• YOUR GOAL: The answer must be every line from the entries below that contains "pole".

• Collected data:

# # # # # # #

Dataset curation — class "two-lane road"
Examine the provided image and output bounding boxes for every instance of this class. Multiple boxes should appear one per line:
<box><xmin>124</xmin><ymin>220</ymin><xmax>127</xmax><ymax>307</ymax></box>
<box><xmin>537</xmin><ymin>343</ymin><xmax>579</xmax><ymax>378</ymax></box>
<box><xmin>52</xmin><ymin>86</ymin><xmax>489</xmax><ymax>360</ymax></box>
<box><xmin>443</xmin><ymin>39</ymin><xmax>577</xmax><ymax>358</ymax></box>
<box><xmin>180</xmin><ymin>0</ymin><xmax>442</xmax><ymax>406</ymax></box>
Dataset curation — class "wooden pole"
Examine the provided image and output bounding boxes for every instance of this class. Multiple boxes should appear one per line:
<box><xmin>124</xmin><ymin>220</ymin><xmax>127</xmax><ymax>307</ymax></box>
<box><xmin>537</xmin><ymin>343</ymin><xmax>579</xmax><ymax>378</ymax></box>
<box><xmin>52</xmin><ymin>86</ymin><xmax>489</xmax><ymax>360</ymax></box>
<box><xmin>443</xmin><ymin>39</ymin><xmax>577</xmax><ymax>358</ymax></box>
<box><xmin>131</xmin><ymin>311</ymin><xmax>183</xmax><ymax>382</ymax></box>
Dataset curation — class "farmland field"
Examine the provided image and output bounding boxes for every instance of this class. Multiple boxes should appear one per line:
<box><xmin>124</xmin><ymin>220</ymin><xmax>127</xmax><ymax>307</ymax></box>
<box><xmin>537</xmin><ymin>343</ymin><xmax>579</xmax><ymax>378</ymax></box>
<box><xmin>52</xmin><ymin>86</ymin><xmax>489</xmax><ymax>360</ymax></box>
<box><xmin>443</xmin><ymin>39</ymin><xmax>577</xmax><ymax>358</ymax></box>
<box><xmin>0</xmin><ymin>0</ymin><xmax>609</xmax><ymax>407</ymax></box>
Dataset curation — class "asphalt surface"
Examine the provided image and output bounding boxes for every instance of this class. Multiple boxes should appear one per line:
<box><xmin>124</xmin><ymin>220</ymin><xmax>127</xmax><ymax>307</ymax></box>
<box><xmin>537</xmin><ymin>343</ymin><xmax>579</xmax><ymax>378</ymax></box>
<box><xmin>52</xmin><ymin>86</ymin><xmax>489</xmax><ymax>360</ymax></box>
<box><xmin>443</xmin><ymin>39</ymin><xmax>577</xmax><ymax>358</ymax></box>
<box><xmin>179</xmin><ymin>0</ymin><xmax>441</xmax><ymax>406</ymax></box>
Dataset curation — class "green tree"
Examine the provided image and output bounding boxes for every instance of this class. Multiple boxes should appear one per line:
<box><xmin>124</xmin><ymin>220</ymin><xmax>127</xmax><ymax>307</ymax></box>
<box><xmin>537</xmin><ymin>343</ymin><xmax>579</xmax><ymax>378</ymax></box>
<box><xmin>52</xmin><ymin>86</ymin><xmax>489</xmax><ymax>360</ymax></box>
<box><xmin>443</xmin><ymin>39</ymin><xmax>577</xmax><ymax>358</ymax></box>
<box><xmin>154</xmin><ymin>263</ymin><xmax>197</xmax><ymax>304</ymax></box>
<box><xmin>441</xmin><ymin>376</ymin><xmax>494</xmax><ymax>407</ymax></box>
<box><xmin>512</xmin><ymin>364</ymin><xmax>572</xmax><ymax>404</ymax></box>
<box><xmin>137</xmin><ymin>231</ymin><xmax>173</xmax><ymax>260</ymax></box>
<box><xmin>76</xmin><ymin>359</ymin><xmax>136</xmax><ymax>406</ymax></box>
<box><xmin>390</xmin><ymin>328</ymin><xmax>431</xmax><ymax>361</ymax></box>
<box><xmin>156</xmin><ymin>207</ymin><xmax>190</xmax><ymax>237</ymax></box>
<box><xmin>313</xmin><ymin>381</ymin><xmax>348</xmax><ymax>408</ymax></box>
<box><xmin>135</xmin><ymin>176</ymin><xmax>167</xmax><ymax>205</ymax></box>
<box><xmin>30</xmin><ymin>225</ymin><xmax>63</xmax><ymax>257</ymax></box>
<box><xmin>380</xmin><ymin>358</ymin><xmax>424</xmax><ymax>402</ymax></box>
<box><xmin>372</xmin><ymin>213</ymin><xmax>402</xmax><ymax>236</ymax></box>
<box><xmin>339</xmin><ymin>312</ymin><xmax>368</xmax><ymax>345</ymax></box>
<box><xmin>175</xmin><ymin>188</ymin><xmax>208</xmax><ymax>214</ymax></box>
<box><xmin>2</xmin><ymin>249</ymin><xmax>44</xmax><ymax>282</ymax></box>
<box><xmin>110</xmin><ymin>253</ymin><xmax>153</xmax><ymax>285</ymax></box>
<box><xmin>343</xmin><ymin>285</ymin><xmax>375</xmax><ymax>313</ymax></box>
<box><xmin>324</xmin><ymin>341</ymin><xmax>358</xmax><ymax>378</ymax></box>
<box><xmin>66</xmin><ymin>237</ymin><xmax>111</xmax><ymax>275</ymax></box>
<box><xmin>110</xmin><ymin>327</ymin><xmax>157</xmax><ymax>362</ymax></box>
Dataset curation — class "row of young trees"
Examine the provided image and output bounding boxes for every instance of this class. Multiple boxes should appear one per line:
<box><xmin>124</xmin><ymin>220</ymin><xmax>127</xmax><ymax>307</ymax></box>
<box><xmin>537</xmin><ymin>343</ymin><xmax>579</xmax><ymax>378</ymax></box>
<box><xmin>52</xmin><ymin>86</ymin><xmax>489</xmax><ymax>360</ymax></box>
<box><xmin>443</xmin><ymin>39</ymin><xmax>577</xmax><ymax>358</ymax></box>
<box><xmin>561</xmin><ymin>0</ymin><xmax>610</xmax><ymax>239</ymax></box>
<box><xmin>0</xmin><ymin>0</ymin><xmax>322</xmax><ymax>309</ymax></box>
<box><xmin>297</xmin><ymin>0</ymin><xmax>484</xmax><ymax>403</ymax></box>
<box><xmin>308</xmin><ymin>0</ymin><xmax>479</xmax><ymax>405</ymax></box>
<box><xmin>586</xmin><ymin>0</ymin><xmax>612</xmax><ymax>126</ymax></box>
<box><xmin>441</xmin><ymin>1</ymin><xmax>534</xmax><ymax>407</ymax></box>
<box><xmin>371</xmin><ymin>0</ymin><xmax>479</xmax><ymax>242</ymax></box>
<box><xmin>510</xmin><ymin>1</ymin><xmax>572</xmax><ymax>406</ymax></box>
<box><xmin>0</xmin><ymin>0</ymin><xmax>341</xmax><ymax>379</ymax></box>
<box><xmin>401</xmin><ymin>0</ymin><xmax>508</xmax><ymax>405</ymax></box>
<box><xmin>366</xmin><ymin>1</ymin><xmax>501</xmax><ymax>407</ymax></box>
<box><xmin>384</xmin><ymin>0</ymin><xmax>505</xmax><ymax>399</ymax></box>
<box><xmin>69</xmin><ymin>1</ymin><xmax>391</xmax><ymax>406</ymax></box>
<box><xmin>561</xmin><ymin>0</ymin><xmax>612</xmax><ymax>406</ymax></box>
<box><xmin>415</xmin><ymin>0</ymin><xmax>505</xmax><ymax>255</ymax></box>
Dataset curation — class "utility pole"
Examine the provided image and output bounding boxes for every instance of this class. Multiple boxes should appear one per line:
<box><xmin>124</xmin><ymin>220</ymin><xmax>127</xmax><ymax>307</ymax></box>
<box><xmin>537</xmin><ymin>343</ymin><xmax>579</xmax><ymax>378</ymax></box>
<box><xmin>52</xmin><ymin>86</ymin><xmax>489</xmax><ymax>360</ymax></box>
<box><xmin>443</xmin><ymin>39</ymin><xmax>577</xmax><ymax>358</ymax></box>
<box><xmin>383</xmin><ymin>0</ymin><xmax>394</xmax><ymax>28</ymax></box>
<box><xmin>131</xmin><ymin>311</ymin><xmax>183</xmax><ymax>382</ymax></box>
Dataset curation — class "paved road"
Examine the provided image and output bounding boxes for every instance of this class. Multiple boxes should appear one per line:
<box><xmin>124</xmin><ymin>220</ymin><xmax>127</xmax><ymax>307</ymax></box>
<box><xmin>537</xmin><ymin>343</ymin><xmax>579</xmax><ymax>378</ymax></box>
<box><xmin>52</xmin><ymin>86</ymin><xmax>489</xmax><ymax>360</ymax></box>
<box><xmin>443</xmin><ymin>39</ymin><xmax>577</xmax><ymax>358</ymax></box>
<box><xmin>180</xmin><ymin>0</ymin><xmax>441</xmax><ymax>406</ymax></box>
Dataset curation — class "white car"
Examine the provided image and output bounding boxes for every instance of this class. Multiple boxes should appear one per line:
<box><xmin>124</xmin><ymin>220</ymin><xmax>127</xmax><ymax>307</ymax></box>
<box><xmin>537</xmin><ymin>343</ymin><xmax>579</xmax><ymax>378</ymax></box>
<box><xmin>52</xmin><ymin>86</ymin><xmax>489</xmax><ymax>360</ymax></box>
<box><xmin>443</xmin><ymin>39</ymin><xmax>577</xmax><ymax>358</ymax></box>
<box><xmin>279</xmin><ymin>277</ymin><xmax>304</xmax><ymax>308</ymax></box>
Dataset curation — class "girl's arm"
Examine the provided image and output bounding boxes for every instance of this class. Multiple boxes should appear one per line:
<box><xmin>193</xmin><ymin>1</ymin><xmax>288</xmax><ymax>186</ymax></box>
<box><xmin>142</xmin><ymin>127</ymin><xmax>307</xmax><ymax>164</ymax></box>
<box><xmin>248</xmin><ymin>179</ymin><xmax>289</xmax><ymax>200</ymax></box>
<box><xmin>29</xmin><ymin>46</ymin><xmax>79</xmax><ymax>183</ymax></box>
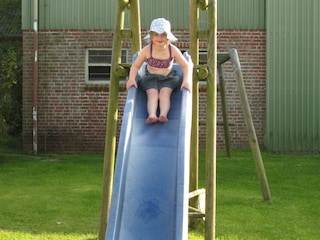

# # # # # # #

• EXERCISE OUTPUT:
Dataset curation — class "wooden pole"
Dataset curation — class "utility pole"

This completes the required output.